Entrées à utiliser |
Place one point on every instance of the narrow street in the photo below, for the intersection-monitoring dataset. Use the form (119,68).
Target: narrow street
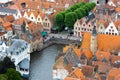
(41,63)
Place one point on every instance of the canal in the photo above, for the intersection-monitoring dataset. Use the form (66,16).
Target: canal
(42,62)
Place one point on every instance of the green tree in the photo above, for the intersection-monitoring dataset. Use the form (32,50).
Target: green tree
(5,64)
(3,77)
(79,14)
(75,16)
(12,74)
(59,19)
(69,20)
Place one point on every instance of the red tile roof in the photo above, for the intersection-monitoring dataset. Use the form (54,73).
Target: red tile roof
(105,42)
(113,73)
(101,55)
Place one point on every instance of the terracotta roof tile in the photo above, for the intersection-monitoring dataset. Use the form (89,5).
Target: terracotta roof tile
(101,55)
(1,20)
(114,58)
(86,41)
(117,23)
(88,71)
(105,42)
(65,49)
(117,9)
(77,73)
(7,26)
(113,73)
(77,51)
(9,18)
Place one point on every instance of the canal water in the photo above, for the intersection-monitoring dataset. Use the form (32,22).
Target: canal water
(42,62)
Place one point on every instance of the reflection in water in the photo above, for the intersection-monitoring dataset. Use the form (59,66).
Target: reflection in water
(41,63)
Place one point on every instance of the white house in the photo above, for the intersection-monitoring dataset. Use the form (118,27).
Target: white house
(111,29)
(82,26)
(18,51)
(39,19)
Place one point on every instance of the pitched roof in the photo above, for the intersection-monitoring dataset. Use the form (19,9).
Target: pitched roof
(59,64)
(88,70)
(114,58)
(77,51)
(9,18)
(117,9)
(86,41)
(7,26)
(117,23)
(103,55)
(20,21)
(88,54)
(65,49)
(77,73)
(35,13)
(113,73)
(105,42)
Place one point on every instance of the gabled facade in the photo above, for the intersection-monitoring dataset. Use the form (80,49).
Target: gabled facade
(82,26)
(39,19)
(111,3)
(47,25)
(33,16)
(25,15)
(18,15)
(101,27)
(77,28)
(111,29)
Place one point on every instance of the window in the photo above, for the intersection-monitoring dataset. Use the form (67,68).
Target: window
(48,24)
(76,28)
(97,2)
(89,25)
(38,19)
(87,29)
(83,24)
(111,26)
(31,17)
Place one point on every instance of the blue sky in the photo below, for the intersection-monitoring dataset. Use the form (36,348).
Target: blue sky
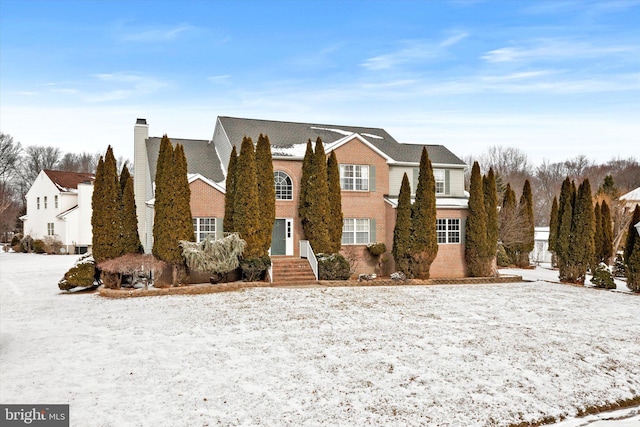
(553,78)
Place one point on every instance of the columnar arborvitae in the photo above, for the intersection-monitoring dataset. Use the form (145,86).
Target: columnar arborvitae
(318,201)
(335,203)
(491,207)
(266,191)
(553,226)
(246,220)
(476,228)
(131,238)
(97,219)
(162,221)
(401,250)
(565,216)
(526,221)
(597,237)
(305,182)
(110,241)
(424,238)
(607,232)
(508,228)
(581,242)
(230,192)
(632,253)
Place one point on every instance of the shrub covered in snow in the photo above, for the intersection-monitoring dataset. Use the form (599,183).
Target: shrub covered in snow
(254,268)
(602,277)
(80,275)
(333,267)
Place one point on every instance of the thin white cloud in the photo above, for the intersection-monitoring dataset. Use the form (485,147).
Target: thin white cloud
(156,34)
(555,50)
(413,51)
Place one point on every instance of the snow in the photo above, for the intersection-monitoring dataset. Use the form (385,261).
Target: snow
(463,355)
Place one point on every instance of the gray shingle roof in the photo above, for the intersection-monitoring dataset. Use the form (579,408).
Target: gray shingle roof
(287,134)
(201,157)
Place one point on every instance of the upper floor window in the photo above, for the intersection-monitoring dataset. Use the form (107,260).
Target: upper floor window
(202,227)
(283,185)
(356,231)
(354,177)
(440,177)
(448,230)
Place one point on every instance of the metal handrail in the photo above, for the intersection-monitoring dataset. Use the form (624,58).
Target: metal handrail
(306,251)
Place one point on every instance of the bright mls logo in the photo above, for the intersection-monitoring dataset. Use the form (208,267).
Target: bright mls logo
(35,415)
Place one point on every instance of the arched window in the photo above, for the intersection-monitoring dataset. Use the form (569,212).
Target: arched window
(284,186)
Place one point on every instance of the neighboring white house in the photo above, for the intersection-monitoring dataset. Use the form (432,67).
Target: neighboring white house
(59,207)
(540,251)
(631,199)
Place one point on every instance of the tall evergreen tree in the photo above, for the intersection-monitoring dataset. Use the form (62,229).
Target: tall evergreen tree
(318,201)
(401,249)
(527,222)
(491,207)
(266,191)
(598,237)
(424,238)
(305,182)
(476,228)
(565,217)
(131,238)
(553,227)
(246,219)
(162,221)
(98,225)
(632,253)
(607,232)
(230,191)
(581,242)
(335,203)
(509,229)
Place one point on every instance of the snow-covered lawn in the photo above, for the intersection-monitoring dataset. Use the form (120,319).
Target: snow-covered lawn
(460,355)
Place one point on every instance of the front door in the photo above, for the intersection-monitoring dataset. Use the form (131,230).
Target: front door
(279,237)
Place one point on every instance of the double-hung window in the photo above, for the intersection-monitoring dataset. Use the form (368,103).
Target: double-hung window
(203,227)
(440,177)
(354,177)
(356,231)
(448,230)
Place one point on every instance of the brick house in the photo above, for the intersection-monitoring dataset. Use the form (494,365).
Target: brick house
(372,164)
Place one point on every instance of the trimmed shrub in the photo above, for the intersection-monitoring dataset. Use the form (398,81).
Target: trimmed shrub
(377,249)
(333,267)
(502,258)
(38,246)
(602,277)
(254,268)
(81,274)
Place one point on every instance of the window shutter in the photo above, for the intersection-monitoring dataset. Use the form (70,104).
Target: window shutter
(372,178)
(447,186)
(219,228)
(372,230)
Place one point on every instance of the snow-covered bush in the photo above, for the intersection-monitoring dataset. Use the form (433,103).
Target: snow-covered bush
(602,277)
(254,268)
(377,249)
(333,267)
(80,275)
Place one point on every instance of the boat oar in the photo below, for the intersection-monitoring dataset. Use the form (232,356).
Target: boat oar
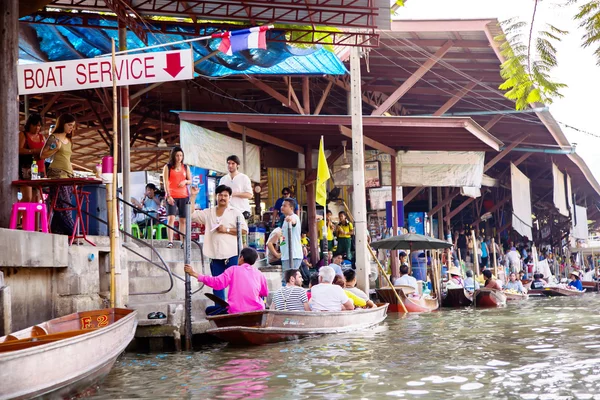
(387,279)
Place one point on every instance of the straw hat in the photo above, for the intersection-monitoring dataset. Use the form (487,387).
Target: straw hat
(576,273)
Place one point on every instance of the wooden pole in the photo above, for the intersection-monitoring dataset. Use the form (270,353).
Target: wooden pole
(387,278)
(495,258)
(188,284)
(114,229)
(475,258)
(358,173)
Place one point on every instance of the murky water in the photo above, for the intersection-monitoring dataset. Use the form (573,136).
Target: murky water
(540,349)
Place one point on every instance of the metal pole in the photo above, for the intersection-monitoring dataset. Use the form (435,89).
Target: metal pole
(126,170)
(359,202)
(188,283)
(239,234)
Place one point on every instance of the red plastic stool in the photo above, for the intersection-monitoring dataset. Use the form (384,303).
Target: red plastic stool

Consigne donnée |
Recopiez l'ensemble des entrées en remplaçant « intersection-monitoring » par « canal-monitoring » partout, sans rien modifier d'autre. N'incluez pas les images dans votre réponse.

Solution de la consigne |
Place one point on every instance of the narrow street in the photo below, for the canal-monitoring dataset. Use the form (119,68).
Target: narrow street
(41,63)
Place one point on every instance of the canal in the photo above, for the canal-monitoring dataset. Use the form (66,16).
Target: canal
(42,62)
Place one point on every instance of the green tree in the photo above, for the canal-monitoring dataset. Use the form (32,50).
Target: green tree
(5,64)
(3,77)
(79,14)
(75,16)
(12,74)
(59,19)
(69,20)
Place one point on every instance of the red tile roof in the photo above, for the canal-monitoring dataset. Use the form (54,73).
Target: red tile roof
(105,42)
(113,73)
(101,55)
Place one point on every instance of the terracotta roof tile in the photo above, for the canal-monitoring dataset. Use the form (89,5).
Target: terracotta roof tile
(101,55)
(1,20)
(114,58)
(86,41)
(117,23)
(88,71)
(105,42)
(65,49)
(117,9)
(77,73)
(7,26)
(113,73)
(77,51)
(9,18)
Place one point on every instance of the canal water in the photo above, for the canal-monitoring dataset. Use the form (32,22).
Target: canal water
(42,62)
Place one point on every instance of the reflection in water in the photo above, for the canal-monitoring dataset. Use the form (59,66).
Target: reflection in water
(41,63)
Place one point on every instance of the white house in the photo above, for the canal-monitoring dataset. Use the form (118,27).
Target: white house
(111,29)
(82,26)
(18,51)
(39,19)
Place one point on every instance of the pitched roof in the photo above, for the canal-monitoring dataset. Use the form (19,9).
Target: pitched roof
(59,64)
(88,70)
(114,58)
(77,51)
(9,18)
(117,9)
(86,41)
(7,26)
(117,23)
(103,55)
(20,21)
(88,54)
(65,49)
(77,73)
(35,13)
(113,73)
(105,42)
Place one point on every instance of the gabled facade in the photo above, for the canal-monitoring dataset. Use the form (80,49).
Target: gabled facade
(82,26)
(39,19)
(111,3)
(47,25)
(33,16)
(25,15)
(18,15)
(101,27)
(77,28)
(111,29)
Place one point on every instance of the window in the photo above, for the canal-monitoring dataset. Use the form (67,68).
Target: window
(48,24)
(76,28)
(97,2)
(89,25)
(38,19)
(87,29)
(83,24)
(111,26)
(31,17)
Place one point on every instance of the blue sky in the photo below, for the canal-monitoring dataset. Use the form (36,348).
Target: blue sky
(553,78)
Place one point on every instance of the columnar arborvitae in the photo above, for the canal-monitoring dataset. Use the form (145,86).
Target: columnar arborvitae
(318,201)
(335,203)
(491,207)
(266,191)
(553,226)
(246,220)
(476,228)
(131,238)
(97,219)
(162,221)
(401,250)
(565,216)
(526,221)
(597,237)
(305,182)
(110,241)
(424,238)
(607,232)
(508,228)
(581,242)
(230,192)
(632,253)
Place one point on every instance of the shrub covered in snow in the photo above, for the canal-monitoring dataset. Use the form (599,183).
Target: shrub covered in snow
(254,268)
(602,277)
(80,275)
(333,267)
Place one point on every instance of the thin white cloud in the photo above, for the canal-monitoring dataset. Use the form (485,147).
Target: thin white cloud
(156,34)
(555,50)
(413,51)
Place one point on every instance of the snow in the photo above, for the canal-monitoring dataset. Use the form (385,261).
Target: snow
(463,355)
Place one point on every instance of the gray shingle roof in the photo above, for the canal-monitoring dataset. Use the form (579,408).
Target: gray shingle roof
(287,134)
(201,157)
Place one point on every instance of the upper floor window in the photo above, for the canal-monitoring dataset. Use the form (107,260).
Target: upper floor window
(202,227)
(283,185)
(356,231)
(354,177)
(440,177)
(448,230)
Place one point on every instance of the metal handrail in the photo above, for the canal-monitoring dataset. Use the form (624,58).
Target: metal handrail
(306,251)
Place one point on every instance of the bright mls logo in the photo above, for the canal-monitoring dataset. Use the form (208,267).
Target: bright mls logo
(35,415)
Place one point on every instance of the arched window in the photo above, for the canal-monitoring dataset. Use the form (569,212).
Target: arched window
(284,186)
Place one point on every instance of the neighboring white house in the photo above, for the canal-monitoring dataset. Use the form (432,67).
Target: neighboring white house
(59,207)
(540,251)
(631,199)
Place one point on every instance of the tall evergreen tree in the photo above, for the canal-monitoring dataset. Use the form (62,229).
Target: tall evergreen tree
(318,201)
(401,249)
(527,222)
(491,207)
(266,191)
(598,237)
(424,238)
(305,182)
(476,228)
(565,217)
(131,238)
(553,227)
(246,219)
(162,221)
(98,225)
(632,253)
(607,232)
(230,191)
(581,242)
(335,203)
(509,229)
Place one point on every instance of the snow-covered lawn in the photo above, for the canal-monitoring dataset. Use the form (120,319).
Target: snow-covered lawn
(460,355)
Place one point on every instance of the front door in the photo above, for the canal-monitoring dataset. Use the form (131,230).
Target: front door
(279,237)
Place one point on every instance of the double-hung window in the photo above, for the canal-monitoring dataset. Use the form (368,103).
Target: double-hung window
(203,227)
(440,177)
(354,177)
(356,231)
(448,230)
Place one point on every instance of the brick house in the photo above, for the canal-monitoring dataset. Use the form (494,365).
Target: brick house
(372,164)
Place one point on every instance of the trimmed shrub in the photo above, for the canal-monitoring dataset. Use the form (398,81).
Target: trimmed shrub
(377,249)
(333,267)
(502,258)
(38,246)
(602,277)
(254,268)
(81,274)
Place one point on every instance of the window shutter in the photo above, for the canal-monitoring dataset. Use the form (70,104).
Target: window shutter
(372,178)
(447,186)
(219,228)
(372,230)
Place one point on every instance of the snow-covered bush in the photo above, for the canal-monitoring dataset. Use the form (433,103).
Target: snow-covered bush
(602,277)
(254,268)
(377,249)
(333,267)
(80,275)
Place one point on every instance of the boat oar in the photo below, for the canal-monitoring dataset. Use the form (232,356).
Target: boat oar
(387,279)
Place one point on every instance of the straw hat in the photo above, for the canal-monitoring dataset. Use the form (487,387).
Target: straw hat
(576,273)
Place one point on every instance of the wooden pole in the photo above, for the canal-monitoring dataset. Use the form (270,353).
Target: wooden pole
(387,278)
(495,258)
(188,284)
(114,229)
(475,258)
(358,173)
Place one point on every instance of the murky water in the photo above, for the canal-monitoring dataset. Use the form (573,136).
Target: murky water
(540,349)
Place one point on every instance of the metal pole in the photo above, for the canal-monitoring dataset. Use the form (435,89).
Target: metal pole
(126,170)
(359,202)
(188,283)
(239,234)
Place one point on every instance of the red plastic stool in the photo above, for the canal-monitoring dataset. Use the form (384,303).
Target: red plastic stool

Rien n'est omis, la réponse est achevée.